Exercise details: Turn the data below into a JSON list of strings with one string per line and no blank lines. Leave the pictures out.
++++ Record set ++++
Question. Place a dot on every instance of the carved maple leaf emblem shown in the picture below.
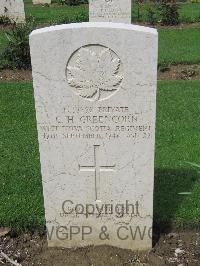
(94, 72)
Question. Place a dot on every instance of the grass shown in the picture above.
(44, 14)
(179, 45)
(20, 180)
(189, 13)
(55, 14)
(177, 141)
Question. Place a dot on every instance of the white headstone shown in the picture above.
(110, 11)
(13, 9)
(36, 2)
(95, 97)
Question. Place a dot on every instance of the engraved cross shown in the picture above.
(97, 169)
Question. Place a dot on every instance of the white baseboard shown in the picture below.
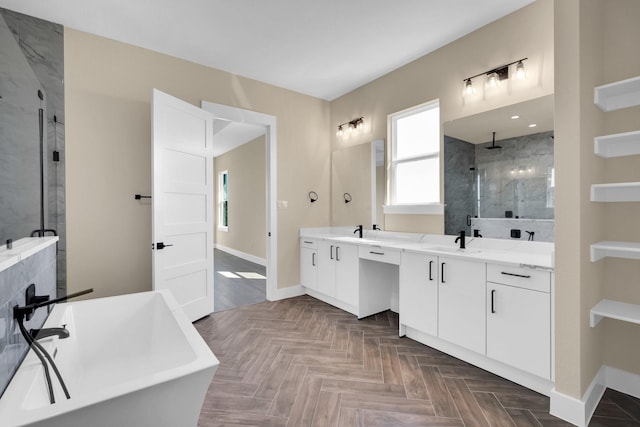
(243, 255)
(284, 293)
(580, 411)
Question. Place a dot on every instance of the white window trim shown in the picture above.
(411, 209)
(221, 227)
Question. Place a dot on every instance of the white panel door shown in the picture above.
(183, 203)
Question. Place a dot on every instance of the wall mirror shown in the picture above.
(359, 171)
(498, 185)
(31, 130)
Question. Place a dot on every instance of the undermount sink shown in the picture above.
(453, 250)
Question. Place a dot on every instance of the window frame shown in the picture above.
(393, 207)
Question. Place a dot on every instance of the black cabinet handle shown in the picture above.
(516, 275)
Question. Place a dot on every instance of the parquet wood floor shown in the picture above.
(300, 362)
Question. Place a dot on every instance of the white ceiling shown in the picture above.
(230, 135)
(323, 48)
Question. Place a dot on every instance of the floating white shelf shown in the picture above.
(628, 250)
(616, 192)
(614, 310)
(614, 96)
(618, 145)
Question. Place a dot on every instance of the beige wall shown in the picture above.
(108, 91)
(246, 166)
(620, 60)
(351, 173)
(525, 33)
(594, 39)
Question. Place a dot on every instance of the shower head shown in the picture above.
(493, 143)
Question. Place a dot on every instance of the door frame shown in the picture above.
(235, 114)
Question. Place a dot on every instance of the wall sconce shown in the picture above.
(496, 75)
(350, 126)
++++
Response:
[
  "Question. Place a dot on every instance of the carved maple leaf emblem shown in the picture below.",
  "(94, 72)",
  "Question. Place a dot on every instance of the grass shown in the picture above.",
  "(44, 14)",
  "(179, 45)",
  "(20, 180)",
  "(189, 13)",
  "(55, 14)",
  "(177, 141)",
  "Question. Place a dot on every instance of the white headstone shown in the picture above.",
  "(110, 11)",
  "(13, 9)",
  "(36, 2)",
  "(95, 97)",
  "Question. Place a dot on every instance of the engraved cross shown in the picture above.",
  "(97, 169)",
  "Question. Place a dot on every instance of the white baseboard shown in the picture below.",
  "(243, 255)",
  "(284, 293)",
  "(580, 411)",
  "Question. Place a dot on every instance of the white window trim shown in the picture above.",
  "(411, 209)",
  "(221, 227)",
  "Question. Place a dot on every instance of the white panel door shown in the picture above.",
  "(183, 203)",
  "Question. Place a dot on every instance of the wall mirror shown in the picture above.",
  "(359, 171)",
  "(498, 185)",
  "(31, 130)",
  "Question. Place a dot on every instance of the undermount sink shown in the picture above.",
  "(453, 250)",
  "Question. Place a dot on every instance of the window frame shown in the picture above.",
  "(393, 207)",
  "Question. Place a dot on every instance of the black cabinet handle shown in the picture above.",
  "(516, 275)",
  "Question. Place a dot on every instance of the parquet wood floor shown in the picture above.",
  "(300, 362)",
  "Question. Place a dot on every instance of the white ceiling shown in the picture above.",
  "(230, 135)",
  "(323, 48)",
  "Question. Place a dot on every instance of the floating white shelf shown in the picture above.",
  "(628, 250)",
  "(616, 192)",
  "(614, 310)",
  "(614, 96)",
  "(618, 145)",
  "Question. Place a dot on every instance of the beige wall shown in the picture above.",
  "(108, 91)",
  "(246, 166)",
  "(620, 60)",
  "(351, 173)",
  "(525, 33)",
  "(594, 39)",
  "Question. Place a dot on every instance of the shower head shown in the picture above.",
  "(493, 143)",
  "Question. Place a dot on every instance of the door frame shown in the picture above.",
  "(235, 114)",
  "Question. Place a dot on every instance of the wall sconce shown in the picture above.",
  "(496, 75)",
  "(350, 126)"
]